-- START Passage to read --

New models of intellectual property rights
are needed to protect – and promote – local knowledge and innovations, says
Professor Anil Gupta, founder of the Honey Bee Network.
Knowledge
and innovations created by people in developing nations need to be protected by
intellectual property (IP) rights – not so much to prevent others from learning
and building on their ideas, but to ensure that they are not short-changed. IP
rights also protect those who commercialise these innovations from unfair
competition.
Inventions
protected by patents, a main conventional form of IP rights, can withstand the
scrutiny of ‘global prior art’ – that is, they have novel features beyond
previously known practices or technologies. India’s National Innovation
Foundation (NIF) has filed in the United States and in India more than 500
patents on behalf of knowledge-rich, economically poor people.
But we
should go beyond conventional models of IP rights to give innovators a true
stake in their inventions. That’s because never before in human history has
more knowledge been eroded from communities than in the current generation –
and we seem to be mute spectators.

-- END Passage to read --

## Tasks for this exercise
#1 Collect every line of the records that contains the string "fixture".
#2 Extend the piece on intellectual property rights for local knowledge, starting right after its final sentence.

-- START Dataset content --

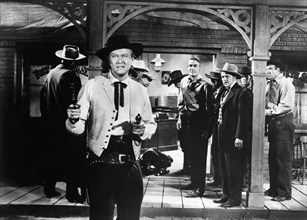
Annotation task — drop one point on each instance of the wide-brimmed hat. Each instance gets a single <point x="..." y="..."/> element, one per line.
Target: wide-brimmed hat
<point x="136" y="66"/>
<point x="70" y="52"/>
<point x="276" y="62"/>
<point x="140" y="64"/>
<point x="176" y="77"/>
<point x="214" y="74"/>
<point x="118" y="42"/>
<point x="245" y="71"/>
<point x="146" y="74"/>
<point x="231" y="69"/>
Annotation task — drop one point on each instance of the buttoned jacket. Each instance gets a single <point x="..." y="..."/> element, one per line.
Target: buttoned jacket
<point x="236" y="117"/>
<point x="98" y="110"/>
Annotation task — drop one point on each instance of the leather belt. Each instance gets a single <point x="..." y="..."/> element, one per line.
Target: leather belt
<point x="121" y="139"/>
<point x="113" y="158"/>
<point x="281" y="115"/>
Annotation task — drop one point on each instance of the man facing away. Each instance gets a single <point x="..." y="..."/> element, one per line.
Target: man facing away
<point x="109" y="107"/>
<point x="196" y="100"/>
<point x="175" y="78"/>
<point x="65" y="152"/>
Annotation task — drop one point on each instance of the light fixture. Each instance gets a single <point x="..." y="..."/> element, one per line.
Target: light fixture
<point x="158" y="62"/>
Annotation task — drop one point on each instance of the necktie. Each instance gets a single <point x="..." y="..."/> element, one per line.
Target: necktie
<point x="119" y="95"/>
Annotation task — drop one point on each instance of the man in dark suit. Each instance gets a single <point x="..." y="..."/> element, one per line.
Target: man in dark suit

-- END Dataset content --

## The replies
#1
Annotation task — drop one point on each instance of the light fixture. Each instance gets a single <point x="..." y="..."/> element, one per line.
Target: light fixture

#2
For the common good
For the common good
One way
that innovators can protect their work is through the concept of ‘technology
commons’, which evolved during the doctoral work of my colleague Riya Sinha. It
implies that copying and adapting innovations is allowed between people
(‘horizontal learning’), but not from people to companies, except through
licensing.
For
example, in the case of a multi-purpose ploughing machine operated with a
mobyke (motorcycle), several mechanics copied the design and some improved it.
These improvements and the original innovation could then be put in a
technology commons bundle.
Under
this arrangement, no one person can license it to a third party without
consulting others, particularly the lead innovator. The entitlements of the
lead innovator and imitators or beneficiaries need not be equal.
But the
concept needs fine-tuning. For example, some of the recent improvements don’t
use a mobyke at all (they use a chassis – an iron frame with a different
gearbox and four wheels), and so cannot be considered derivatives of the
original innovation. The question is where to draw the line when such
complications emerge.
Investing in domestic innovation
Investing in domestic innovation
Generally,
countries endeavor to strengthen domestic industry by acquiring technology from
abroad through a technology acquisition fund. But there has been little
discussion of how it could be used to incentivize domestic innovators.
How
could it work? The idea is to acquire the rights of technologies whose
potential may not have been exploited fully in the hands of the innovator. The
government or public institutions can then make these innovations open source,
or license them to small entrepreneurs for free or at low cost.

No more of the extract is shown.